> [What you need to do] In the records below, substitute "locate_all(query)" for every occurrence of "point_to(query)", and reproduce all other text without alteration.

Data drawn from a collection
'''

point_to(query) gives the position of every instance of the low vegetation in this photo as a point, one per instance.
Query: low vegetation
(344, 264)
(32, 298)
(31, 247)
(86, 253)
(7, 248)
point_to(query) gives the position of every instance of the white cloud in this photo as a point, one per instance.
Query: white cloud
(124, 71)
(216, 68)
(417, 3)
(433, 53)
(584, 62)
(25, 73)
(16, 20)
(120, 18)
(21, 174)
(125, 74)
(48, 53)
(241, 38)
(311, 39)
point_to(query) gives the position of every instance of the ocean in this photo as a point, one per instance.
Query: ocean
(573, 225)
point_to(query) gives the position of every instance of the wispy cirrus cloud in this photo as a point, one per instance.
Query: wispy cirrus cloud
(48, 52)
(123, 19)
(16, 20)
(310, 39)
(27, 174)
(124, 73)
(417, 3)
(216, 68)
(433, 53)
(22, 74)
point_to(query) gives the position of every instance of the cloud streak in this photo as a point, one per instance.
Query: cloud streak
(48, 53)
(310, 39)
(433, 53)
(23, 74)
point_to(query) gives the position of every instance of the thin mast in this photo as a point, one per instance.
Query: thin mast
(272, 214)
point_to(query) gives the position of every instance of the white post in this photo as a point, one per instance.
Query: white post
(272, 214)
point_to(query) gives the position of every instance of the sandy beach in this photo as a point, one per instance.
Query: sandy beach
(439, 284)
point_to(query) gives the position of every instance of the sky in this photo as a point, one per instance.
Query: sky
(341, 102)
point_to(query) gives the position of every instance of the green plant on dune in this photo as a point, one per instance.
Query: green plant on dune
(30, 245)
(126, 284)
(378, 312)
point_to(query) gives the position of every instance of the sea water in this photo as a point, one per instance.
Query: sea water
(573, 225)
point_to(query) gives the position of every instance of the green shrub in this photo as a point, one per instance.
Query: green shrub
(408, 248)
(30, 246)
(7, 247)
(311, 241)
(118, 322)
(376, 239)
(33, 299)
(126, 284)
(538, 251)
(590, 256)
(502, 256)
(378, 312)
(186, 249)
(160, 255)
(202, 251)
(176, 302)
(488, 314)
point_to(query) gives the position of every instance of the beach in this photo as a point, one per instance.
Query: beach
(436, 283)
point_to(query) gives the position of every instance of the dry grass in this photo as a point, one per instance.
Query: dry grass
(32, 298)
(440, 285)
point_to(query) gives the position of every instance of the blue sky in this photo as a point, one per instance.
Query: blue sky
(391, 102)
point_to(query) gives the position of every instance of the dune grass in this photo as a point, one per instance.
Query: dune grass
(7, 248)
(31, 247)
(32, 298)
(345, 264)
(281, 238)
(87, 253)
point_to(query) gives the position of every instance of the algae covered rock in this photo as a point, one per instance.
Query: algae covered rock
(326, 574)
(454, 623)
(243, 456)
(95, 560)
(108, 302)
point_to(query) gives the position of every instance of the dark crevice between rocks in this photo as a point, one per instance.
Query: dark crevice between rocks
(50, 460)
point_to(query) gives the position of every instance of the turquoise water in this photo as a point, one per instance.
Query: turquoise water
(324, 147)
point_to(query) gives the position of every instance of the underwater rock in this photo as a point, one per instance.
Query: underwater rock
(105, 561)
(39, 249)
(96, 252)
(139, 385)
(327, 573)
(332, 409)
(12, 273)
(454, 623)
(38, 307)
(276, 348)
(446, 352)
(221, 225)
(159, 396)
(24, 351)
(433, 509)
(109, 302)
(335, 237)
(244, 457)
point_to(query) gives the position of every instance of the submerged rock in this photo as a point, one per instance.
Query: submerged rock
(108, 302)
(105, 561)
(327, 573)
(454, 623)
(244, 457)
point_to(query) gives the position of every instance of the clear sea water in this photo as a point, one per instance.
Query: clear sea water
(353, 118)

'''

> [Answer below]
locate_all(query) gives the position of every instance of the low vegetation in this photo as a point, one per instance.
Query: low vegetation
(344, 264)
(32, 298)
(31, 247)
(86, 253)
(7, 248)
locate_all(query) gives the position of every instance of the white cloud in this photo as a point, one per instance.
Query: white cloud
(124, 71)
(216, 68)
(417, 3)
(433, 53)
(584, 62)
(25, 73)
(16, 20)
(120, 18)
(21, 174)
(125, 74)
(48, 53)
(241, 38)
(311, 39)
locate_all(query) gives the position of every instance of the ocean in this photo as a point, one per instance.
Query: ocean
(573, 225)
locate_all(query) gives the position of every instance of the wispy cirrus cloud in this photo as a point, one per instance.
Query: wispy cirrus cloud
(48, 52)
(123, 19)
(16, 20)
(310, 39)
(27, 174)
(124, 73)
(417, 3)
(216, 68)
(433, 53)
(22, 74)
locate_all(query) gives the position of every instance of the cloud streak in this photo as a point, one per instance.
Query: cloud streak
(48, 53)
(310, 39)
(433, 53)
(23, 74)
locate_all(query) gives the position of every instance of the thin mast in this photo as a point, one per instance.
Query: thin mast
(272, 214)
locate_all(query) gives the position of every instance of the white post in this photo as a point, one per instance.
Query: white post
(272, 214)
locate_all(query) gives the position of every instance of the sandy beach in this photo as a point, one per instance.
Query: sandy beach
(439, 284)
locate_all(query) gives the position of every instance of the sky in this photo as a point, one per instance.
Query: sky
(341, 102)
locate_all(query) gives the position of every instance of the green plant on dune in this photo as a point, one per instance.
Query: green plant on dune
(30, 245)
(126, 284)
(378, 312)
locate_all(query) gives the position of every instance of the sea water in this photo as a point, one per instance.
Query: sea water
(573, 225)
locate_all(query) gives the position of every instance of the green shrub in this photo as a point, one per instance.
Query: green shrub
(408, 248)
(30, 246)
(7, 247)
(311, 241)
(118, 322)
(376, 239)
(33, 299)
(126, 284)
(538, 251)
(590, 256)
(502, 256)
(378, 312)
(186, 249)
(160, 255)
(202, 251)
(176, 302)
(488, 314)
locate_all(query) gives the position of every instance of the beach in this photo as a point, one per instance.
Query: beach
(436, 283)
locate_all(query) gives the position of every instance of the dry grass in this photo as a point, one per instance.
Query: dry grass
(32, 298)
(440, 285)
locate_all(query) gives the position of every instance of the blue sky in this photo as a point, one per instance.
Query: blue sky
(391, 102)
locate_all(query) gives the position of every instance of the dune grass in this photo as a point, one per instance.
Query: dune grass
(7, 248)
(31, 247)
(32, 298)
(345, 264)
(281, 238)
(87, 253)
locate_all(query) gives the position of every instance of the algae covered rock in this photo as a point, one per instance.
Query: algae covered rock
(326, 574)
(454, 623)
(243, 456)
(95, 560)
(108, 302)
locate_all(query) gives the position of every instance of the dark crevice between rocks in this photo as a point, one per instance.
Query: dark crevice between rocks
(50, 460)
locate_all(query) gives the position of every instance of the turquoise water in this photo as a point, one per instance.
Query: turquoise water
(324, 147)
locate_all(query) gives the position of every instance of the underwater rock in this photo as a point, one per instance.
Query: underwater rock
(105, 561)
(39, 249)
(96, 252)
(139, 385)
(327, 573)
(332, 409)
(12, 273)
(454, 623)
(38, 307)
(276, 348)
(446, 352)
(221, 225)
(159, 396)
(24, 351)
(433, 509)
(109, 302)
(335, 237)
(244, 457)
locate_all(query) gives the position of every instance of the submerged rock in this photo as a point, one per instance.
Query: submerged rock
(108, 302)
(105, 561)
(327, 573)
(454, 623)
(244, 457)
locate_all(query) gives the position of every instance of the clear sea water in this photo as a point, one per instance.
Query: clear sea water
(353, 118)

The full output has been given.